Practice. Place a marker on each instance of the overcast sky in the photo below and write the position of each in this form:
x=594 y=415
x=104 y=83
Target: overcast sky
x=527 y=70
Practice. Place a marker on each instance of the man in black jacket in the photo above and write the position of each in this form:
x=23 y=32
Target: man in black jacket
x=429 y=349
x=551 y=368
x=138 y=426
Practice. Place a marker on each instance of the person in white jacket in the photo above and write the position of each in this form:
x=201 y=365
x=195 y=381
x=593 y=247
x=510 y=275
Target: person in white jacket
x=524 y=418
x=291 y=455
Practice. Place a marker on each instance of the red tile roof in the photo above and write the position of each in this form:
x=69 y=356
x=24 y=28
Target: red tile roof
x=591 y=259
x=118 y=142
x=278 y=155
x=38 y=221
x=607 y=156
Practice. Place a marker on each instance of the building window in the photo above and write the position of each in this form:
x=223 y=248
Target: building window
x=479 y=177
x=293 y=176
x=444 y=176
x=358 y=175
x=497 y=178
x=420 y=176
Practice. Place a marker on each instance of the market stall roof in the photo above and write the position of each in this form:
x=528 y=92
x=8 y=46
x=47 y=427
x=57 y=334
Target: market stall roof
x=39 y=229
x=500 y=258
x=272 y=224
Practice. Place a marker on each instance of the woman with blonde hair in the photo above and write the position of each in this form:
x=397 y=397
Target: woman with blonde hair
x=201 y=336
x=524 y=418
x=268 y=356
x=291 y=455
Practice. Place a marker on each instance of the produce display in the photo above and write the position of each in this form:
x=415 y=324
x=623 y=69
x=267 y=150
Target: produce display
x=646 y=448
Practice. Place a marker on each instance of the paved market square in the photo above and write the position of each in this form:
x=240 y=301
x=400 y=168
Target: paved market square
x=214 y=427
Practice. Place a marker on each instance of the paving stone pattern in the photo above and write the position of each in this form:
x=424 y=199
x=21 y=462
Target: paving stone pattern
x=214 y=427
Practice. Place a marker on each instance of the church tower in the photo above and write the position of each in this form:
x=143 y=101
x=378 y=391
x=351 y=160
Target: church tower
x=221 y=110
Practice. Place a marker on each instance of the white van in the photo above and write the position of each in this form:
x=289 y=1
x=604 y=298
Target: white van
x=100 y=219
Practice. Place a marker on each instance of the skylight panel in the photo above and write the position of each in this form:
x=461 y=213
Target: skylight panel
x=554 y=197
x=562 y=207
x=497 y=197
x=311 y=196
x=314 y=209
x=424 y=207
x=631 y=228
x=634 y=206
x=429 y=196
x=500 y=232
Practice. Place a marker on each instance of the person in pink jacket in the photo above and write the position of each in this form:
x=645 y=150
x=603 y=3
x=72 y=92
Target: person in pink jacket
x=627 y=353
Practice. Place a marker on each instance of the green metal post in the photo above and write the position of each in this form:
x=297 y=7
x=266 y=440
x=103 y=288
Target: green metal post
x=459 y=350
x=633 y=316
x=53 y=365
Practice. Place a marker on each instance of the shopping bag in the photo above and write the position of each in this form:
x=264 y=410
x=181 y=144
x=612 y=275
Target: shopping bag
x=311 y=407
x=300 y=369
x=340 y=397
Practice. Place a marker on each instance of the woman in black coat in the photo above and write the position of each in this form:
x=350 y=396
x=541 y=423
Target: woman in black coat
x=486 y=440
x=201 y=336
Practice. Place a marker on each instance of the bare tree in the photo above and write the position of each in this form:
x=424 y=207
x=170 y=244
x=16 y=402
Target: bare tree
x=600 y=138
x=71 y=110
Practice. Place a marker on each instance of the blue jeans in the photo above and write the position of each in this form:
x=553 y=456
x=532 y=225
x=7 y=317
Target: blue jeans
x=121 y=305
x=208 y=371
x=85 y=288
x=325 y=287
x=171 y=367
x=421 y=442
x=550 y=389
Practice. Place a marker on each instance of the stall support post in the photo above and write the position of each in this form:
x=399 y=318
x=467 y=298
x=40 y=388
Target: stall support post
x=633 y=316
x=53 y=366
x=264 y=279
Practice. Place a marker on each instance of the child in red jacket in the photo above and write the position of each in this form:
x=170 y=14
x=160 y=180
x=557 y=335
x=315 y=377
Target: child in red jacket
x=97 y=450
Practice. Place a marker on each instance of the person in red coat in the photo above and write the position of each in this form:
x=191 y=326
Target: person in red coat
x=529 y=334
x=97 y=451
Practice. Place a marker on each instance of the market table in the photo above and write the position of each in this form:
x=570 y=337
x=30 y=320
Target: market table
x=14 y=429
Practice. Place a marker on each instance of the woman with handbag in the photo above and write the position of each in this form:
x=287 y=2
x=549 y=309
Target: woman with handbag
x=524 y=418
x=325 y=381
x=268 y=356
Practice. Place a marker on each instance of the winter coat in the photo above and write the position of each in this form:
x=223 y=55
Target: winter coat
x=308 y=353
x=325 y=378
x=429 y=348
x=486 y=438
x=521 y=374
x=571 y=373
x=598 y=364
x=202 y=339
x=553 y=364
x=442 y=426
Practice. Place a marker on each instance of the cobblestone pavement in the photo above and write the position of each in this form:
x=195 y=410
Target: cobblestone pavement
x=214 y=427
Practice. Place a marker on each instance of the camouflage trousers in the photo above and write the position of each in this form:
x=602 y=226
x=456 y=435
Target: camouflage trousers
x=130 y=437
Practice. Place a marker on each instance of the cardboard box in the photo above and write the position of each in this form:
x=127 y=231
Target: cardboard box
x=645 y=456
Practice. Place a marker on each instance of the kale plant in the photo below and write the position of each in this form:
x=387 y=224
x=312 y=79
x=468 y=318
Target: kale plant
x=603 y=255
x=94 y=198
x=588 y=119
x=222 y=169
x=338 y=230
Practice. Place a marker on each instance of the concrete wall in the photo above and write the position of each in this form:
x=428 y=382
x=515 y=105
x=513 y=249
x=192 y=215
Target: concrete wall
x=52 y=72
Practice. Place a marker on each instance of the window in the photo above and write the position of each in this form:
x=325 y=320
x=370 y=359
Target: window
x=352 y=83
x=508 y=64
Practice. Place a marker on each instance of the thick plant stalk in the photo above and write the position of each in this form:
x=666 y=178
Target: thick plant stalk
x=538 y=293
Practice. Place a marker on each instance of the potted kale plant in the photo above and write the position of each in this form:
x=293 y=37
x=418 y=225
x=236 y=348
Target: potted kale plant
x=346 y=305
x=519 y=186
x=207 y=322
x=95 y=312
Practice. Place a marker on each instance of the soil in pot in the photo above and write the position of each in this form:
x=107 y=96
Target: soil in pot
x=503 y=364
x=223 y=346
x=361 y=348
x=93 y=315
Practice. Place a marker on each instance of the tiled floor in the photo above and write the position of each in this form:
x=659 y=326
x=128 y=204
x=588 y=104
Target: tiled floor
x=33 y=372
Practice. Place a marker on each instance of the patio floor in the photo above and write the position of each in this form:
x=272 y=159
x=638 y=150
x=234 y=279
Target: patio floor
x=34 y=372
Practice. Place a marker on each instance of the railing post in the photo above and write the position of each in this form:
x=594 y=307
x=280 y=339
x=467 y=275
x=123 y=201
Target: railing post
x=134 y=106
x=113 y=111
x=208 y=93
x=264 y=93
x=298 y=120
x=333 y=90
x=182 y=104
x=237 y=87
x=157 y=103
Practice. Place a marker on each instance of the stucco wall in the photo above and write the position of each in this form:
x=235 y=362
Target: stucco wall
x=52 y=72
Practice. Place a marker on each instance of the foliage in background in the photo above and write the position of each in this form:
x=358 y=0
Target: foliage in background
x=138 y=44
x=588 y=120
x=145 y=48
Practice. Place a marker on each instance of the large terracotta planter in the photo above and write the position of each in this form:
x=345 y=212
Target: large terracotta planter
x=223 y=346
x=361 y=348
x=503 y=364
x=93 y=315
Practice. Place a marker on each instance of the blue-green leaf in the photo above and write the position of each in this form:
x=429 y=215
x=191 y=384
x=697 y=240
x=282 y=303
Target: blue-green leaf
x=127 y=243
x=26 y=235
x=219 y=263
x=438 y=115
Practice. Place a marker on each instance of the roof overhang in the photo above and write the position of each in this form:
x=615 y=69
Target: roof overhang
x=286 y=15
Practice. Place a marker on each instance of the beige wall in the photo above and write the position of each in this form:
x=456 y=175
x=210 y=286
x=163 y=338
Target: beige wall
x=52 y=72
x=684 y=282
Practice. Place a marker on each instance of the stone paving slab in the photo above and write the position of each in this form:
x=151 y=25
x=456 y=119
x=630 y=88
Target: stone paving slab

====================

INSTRUCTIONS TO FOLLOW.
Render the lines of the material as a JSON list of strings, one string per line and omitting blank lines, from the first line of the material up to and including the line containing "x=138 y=426".

ANSWER.
[
  "Practice. Place a marker on each instance of the overcast sky in the photo below and write the position of each in this form:",
  "x=594 y=415",
  "x=104 y=83",
  "Target: overcast sky",
  "x=527 y=70",
  "Practice. Place a marker on each instance of the man in black jacket in the photo above and write the position of each in this form:",
  "x=23 y=32",
  "Target: man in black jacket",
  "x=429 y=349",
  "x=551 y=368",
  "x=138 y=426"
]